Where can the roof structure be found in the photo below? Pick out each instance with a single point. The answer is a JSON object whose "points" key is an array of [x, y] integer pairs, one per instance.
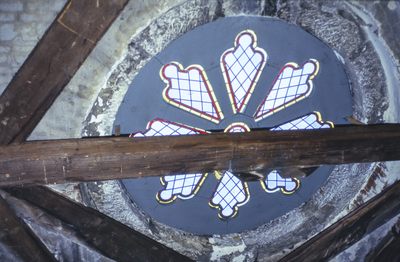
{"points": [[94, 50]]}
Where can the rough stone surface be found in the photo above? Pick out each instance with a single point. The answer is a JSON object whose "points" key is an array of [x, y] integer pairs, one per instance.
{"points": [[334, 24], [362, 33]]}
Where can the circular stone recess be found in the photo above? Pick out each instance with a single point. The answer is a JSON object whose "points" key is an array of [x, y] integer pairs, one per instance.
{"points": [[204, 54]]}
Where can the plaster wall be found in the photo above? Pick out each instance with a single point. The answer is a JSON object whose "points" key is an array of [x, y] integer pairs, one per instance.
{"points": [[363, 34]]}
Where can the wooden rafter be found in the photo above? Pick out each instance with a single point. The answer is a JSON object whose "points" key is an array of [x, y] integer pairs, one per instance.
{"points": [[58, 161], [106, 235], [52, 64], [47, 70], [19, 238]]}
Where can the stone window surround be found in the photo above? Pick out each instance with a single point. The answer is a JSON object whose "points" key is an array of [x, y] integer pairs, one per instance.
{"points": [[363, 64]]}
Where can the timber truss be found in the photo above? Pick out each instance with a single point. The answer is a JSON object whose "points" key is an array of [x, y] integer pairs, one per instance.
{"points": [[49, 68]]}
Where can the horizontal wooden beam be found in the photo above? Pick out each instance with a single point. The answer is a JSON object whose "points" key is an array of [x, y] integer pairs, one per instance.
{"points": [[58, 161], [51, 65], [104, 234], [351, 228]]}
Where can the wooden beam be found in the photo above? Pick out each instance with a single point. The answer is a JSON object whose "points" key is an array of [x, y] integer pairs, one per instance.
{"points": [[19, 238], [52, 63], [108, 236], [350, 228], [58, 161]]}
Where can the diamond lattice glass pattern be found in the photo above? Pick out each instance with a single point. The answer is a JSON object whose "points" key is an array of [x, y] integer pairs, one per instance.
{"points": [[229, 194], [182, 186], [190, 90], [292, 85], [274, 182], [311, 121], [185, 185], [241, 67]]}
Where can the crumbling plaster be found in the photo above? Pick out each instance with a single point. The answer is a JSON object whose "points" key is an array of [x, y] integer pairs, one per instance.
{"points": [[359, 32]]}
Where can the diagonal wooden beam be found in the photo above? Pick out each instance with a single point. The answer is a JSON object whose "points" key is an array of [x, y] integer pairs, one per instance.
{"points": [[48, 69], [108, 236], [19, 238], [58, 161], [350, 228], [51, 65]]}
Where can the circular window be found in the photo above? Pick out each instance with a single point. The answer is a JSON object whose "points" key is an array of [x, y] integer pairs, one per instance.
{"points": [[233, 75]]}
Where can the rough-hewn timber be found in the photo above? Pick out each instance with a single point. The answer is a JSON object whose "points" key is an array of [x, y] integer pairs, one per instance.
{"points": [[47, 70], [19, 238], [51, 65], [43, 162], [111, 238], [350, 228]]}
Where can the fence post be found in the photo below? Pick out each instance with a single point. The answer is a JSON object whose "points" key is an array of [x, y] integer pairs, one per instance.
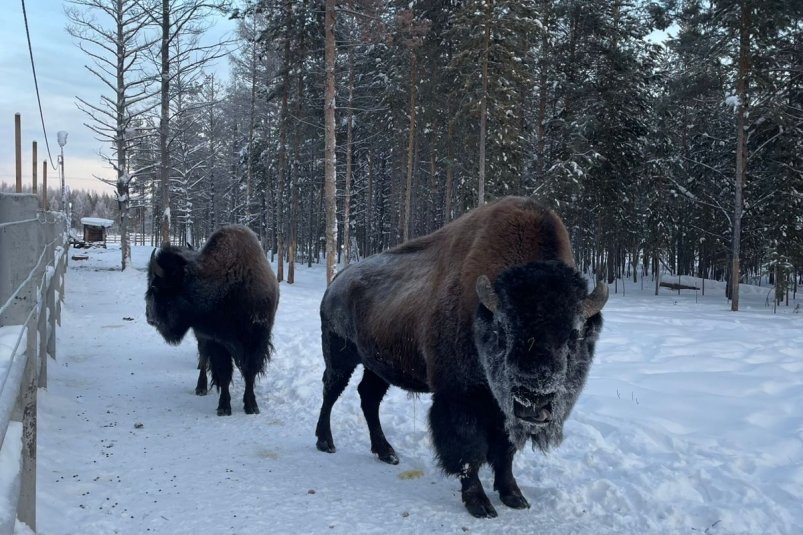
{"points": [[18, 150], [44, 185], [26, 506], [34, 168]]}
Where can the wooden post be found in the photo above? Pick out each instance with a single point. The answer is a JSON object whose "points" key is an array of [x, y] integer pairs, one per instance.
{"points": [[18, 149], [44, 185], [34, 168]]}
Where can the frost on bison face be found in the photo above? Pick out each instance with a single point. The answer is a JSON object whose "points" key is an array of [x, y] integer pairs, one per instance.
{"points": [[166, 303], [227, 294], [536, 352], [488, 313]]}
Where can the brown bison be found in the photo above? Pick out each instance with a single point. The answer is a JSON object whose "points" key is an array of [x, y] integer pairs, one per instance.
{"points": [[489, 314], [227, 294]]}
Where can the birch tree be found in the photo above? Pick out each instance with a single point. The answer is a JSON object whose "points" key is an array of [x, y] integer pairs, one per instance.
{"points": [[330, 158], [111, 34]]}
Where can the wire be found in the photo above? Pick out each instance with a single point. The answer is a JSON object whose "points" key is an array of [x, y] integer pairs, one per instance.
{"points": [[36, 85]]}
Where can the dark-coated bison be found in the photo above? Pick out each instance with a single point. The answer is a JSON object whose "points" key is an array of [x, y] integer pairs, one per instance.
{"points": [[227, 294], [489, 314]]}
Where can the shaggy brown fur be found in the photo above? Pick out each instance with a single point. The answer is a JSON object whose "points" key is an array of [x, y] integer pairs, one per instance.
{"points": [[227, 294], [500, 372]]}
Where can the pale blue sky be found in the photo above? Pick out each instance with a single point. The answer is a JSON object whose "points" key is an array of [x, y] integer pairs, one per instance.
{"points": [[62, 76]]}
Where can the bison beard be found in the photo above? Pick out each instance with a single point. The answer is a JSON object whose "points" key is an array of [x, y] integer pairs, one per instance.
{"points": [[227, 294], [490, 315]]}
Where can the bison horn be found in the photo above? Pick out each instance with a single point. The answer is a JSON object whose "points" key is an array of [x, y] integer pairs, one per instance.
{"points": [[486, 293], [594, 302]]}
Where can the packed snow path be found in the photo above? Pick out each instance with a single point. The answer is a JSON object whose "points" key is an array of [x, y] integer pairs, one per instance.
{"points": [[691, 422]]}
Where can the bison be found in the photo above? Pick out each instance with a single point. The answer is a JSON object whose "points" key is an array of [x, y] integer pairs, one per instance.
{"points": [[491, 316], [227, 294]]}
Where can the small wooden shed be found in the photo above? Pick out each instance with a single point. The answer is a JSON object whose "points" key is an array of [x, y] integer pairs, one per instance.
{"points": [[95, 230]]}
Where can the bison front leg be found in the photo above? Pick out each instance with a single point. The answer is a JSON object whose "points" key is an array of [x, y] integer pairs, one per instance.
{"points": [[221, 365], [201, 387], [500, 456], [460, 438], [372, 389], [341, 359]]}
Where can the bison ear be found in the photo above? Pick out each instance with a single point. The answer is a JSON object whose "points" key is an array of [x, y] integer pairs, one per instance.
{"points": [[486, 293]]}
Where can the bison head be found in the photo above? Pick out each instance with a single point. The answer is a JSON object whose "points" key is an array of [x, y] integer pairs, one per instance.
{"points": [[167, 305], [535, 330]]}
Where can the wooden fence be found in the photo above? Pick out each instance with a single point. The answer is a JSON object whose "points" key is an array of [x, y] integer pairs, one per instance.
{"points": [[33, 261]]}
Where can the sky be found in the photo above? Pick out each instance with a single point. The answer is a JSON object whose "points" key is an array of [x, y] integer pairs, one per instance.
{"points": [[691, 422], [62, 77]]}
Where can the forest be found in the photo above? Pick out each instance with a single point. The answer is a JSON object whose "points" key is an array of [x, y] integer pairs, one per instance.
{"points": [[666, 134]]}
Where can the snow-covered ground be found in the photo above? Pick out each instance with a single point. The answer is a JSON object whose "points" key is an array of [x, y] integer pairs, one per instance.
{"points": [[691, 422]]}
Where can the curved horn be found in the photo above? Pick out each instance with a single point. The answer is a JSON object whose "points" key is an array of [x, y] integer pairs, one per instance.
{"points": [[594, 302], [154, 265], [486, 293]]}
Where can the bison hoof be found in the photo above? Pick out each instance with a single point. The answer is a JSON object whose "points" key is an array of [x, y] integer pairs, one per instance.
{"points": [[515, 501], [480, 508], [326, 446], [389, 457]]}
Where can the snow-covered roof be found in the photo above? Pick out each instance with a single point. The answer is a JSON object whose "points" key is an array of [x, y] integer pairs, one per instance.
───
*Problem statement*
Give all the lines above again, character for character, without pictures.

*Output*
Where can the roof structure be found in the photo below? Pick out each instance with a single point. The answer is a JSON object whose "points" key is an array of [x, y] integer pairs, one per instance.
{"points": [[94, 50]]}
Where can the rough stone surface be found in the photo above? Pick out each instance with a single point. The answer is a JSON object whose "points" key is an array of [x, y] integer pairs, one per instance.
{"points": [[334, 24], [362, 33]]}
Where can the circular stone recess be found in the photo above? Pick out each instance with a single point. The answer is a JSON object whose "points" key is an array of [x, y] integer pairs, one per instance.
{"points": [[204, 54]]}
Where can the plaster wall be found in the photo above? Pick out each instance with a single point. The answer is a JSON object whose "points" key is an array of [x, y] integer pairs, one per instance.
{"points": [[363, 34]]}
Where can the wooden rafter be found in the photo above? Pick out each instance with a single point. The answer is a JSON object whose "points" key is an array of [x, y] integer pairs, one per instance.
{"points": [[58, 161], [106, 235], [52, 64], [47, 70], [19, 238]]}
Where can the stone window surround be found in the photo above? Pick out each instance with a single point. The answer is a JSON object whose "points" key is an array of [x, y] integer pairs, one per instance.
{"points": [[363, 64]]}
Where can the timber truss be found in the photo above? Pick out each instance with a single point. The answer is a JSON object whose "points" key is an array of [x, y] integer pairs, one per instance.
{"points": [[49, 68]]}
Where can the horizontal wooden beam be found in the photo above? Pick out each instance with a single point. The answer is a JSON object whose "points" key is an array of [x, y] integer pairs, one per instance.
{"points": [[58, 161], [51, 65], [104, 234], [351, 228]]}
Where can the wooden beam be found in the photo above? Pick out each instance with a single point. The answer is a JSON object whose "points" key is an array of [x, y] integer pairs, one per instance.
{"points": [[19, 238], [52, 63], [108, 236], [350, 228], [58, 161]]}
Where can the diamond lattice glass pattern be found in the photo above? Pick out each instance with a single point. The answer is a JSON object whose "points" key is an array of [x, y] integer pairs, one per instance.
{"points": [[229, 194], [182, 186], [190, 90], [292, 85], [274, 182], [311, 121], [185, 185], [241, 67]]}
Where can the crumbling plaster be found in the photo above? Pick out each instance with a single point. The answer is a JSON object whose "points" key is an array of [x, y] integer pairs, one per instance.
{"points": [[359, 32]]}
Where can the diagonal wooden beam be found in the photo above? Pick out each instance with a single point. The answer is a JSON object whose "points" key is an array of [x, y] integer pairs, one per instance.
{"points": [[48, 69], [108, 236], [19, 238], [58, 161], [350, 228], [51, 65]]}
Where can the circular window be found in the photo above? Pick out each instance with a single point. The answer is a JSON object whose "points" key is an array of [x, y] integer pairs, one per instance.
{"points": [[233, 75]]}
Where can the rough-hewn timber be found in the photo above? Pick out each instance with a single point. The answer is a JSON object whose "points" key is an array of [x, y] integer pairs, one per instance.
{"points": [[47, 70], [19, 238], [51, 65], [43, 162], [111, 238], [350, 228]]}
Where can the fence post be found in the photo below? Pick out each instance with a single point. The answer is a JSON object whose "points" key is an array of [x, y] integer pairs, one per instance.
{"points": [[18, 150], [44, 185], [26, 506], [34, 168]]}
Where can the wooden post be found in the photo above? Pick out each instance with a single point. The answer is a JSON object whose "points" key is an array of [x, y] integer pairs, one per instance.
{"points": [[18, 149], [44, 185], [34, 168]]}
Where can the frost on bison face be found in the photo above? Pick out each instance with a single point. The answer is a JSON object whose "points" key is an array of [x, y] integer pairs, one per instance.
{"points": [[166, 303], [227, 294], [536, 352], [488, 313]]}
Where can the brown bison be found in the photo above? Pick out each instance with a single point. The answer is a JSON object whose "points" key is an array of [x, y] integer pairs, one per instance.
{"points": [[489, 314], [227, 294]]}
Where can the birch tree be found in the photo above? Pick out each instance with a single point. The answer is a JSON object whose "points" key is an array of [x, y] integer pairs, one per instance.
{"points": [[330, 158], [111, 34]]}
Where can the wire be found in the photo above? Pick out each instance with a single point. The answer is a JSON object whose "points" key is an array of [x, y] integer pairs, one per instance.
{"points": [[36, 85]]}
Where can the dark-coated bison be found in the photo above? Pick out each instance with a single point. The answer is a JSON object whose "points" key is an array of [x, y] integer pairs, one per instance.
{"points": [[227, 294], [489, 314]]}
Where can the shaggy brown fur be found in the photo above? Pick out each instance with a single point. The answer is a JSON object whose "points" key is an array of [x, y] integer pairs, one per instance.
{"points": [[227, 294], [500, 372]]}
Where can the pale blue sky be found in the photo above? Pick out each instance with a single point. The answer is a JSON object whose "points" key is an array of [x, y] integer pairs, one per instance.
{"points": [[62, 76]]}
Where can the bison beard be found in the photo above? Pick out each instance with a single point. The answer is a JSON object whose "points" key is an array of [x, y] integer pairs, one per instance.
{"points": [[227, 294], [490, 315]]}
Where can the bison horn be found in the photo above? Pick out each instance with a single point. The answer is a JSON object whose "points" key is an array of [x, y] integer pairs, one per instance.
{"points": [[486, 293], [594, 302]]}
Where can the packed snow path be found in the photo above? Pick out each instance with a single point. The answer is a JSON object whose "points" key is an array of [x, y] integer pairs, one per instance.
{"points": [[691, 422]]}
Where can the bison be found in the photo above? Pick out each instance with a single point. The answer is a JSON object whose "points" key is an array of [x, y] integer pairs, one per instance.
{"points": [[491, 316], [227, 294]]}
Where can the small wooden shed be found in the photo above? Pick out each instance with a single point. The answer is a JSON object whose "points" key is an array of [x, y] integer pairs, one per instance.
{"points": [[95, 230]]}
Where can the bison front leg be found in the photo above? Pick out each instance with a single point. The answer is a JSON object whose "points" key is an array of [x, y] integer pairs, one per instance.
{"points": [[221, 365], [201, 387], [500, 456], [460, 438], [372, 389], [341, 359]]}
Where can the bison ear be found in the photo above? Pick out each instance with a single point. The answer is a JSON object whose "points" key is an array of [x, y] integer pairs, one per instance.
{"points": [[486, 293]]}
Where can the bison head be found in the photo above? Pick out each instance with a single point. The answer is a JSON object whose "points" key is an array of [x, y] integer pairs, one per instance.
{"points": [[167, 305], [535, 330]]}
Where can the wooden fence be found in the photo above? Pick out each instance with a single point. The answer is a JSON object whose "points" key is an array of [x, y] integer pairs, one per instance.
{"points": [[33, 261]]}
Where can the sky be found in the photo above? Pick out each instance with a single point. The answer is a JSON object whose "points" key is an array of [x, y] integer pairs, one per instance.
{"points": [[691, 422], [62, 77]]}
Where can the forest be found in the photo above? Pick out each instance with a single point. The answer is a JSON object whose "points" key is an array of [x, y] integer pairs, one per instance.
{"points": [[666, 134]]}
Where can the snow-covered ground be found in the photo above? Pick out each instance with a single point. The answer is a JSON object whose "points" key is an array of [x, y] integer pairs, one per instance.
{"points": [[691, 422]]}
Where can the curved horn be found in the photo above? Pick out each instance with a single point. The answer is a JSON object whose "points" key is an array of [x, y] integer pairs, one per instance.
{"points": [[594, 302], [154, 265], [486, 293]]}
Where can the bison hoof be found in the photo above? Pick out each instance with a single point. The answer is a JSON object whose "points" key is an array of [x, y] integer pairs, one per instance.
{"points": [[515, 501], [480, 508], [326, 446], [389, 457]]}
Where can the snow-covered roof be found in the photo above? Pick out each instance with a single point. The answer is a JSON object whose "points" key is an array of [x, y] integer pairs, one per instance.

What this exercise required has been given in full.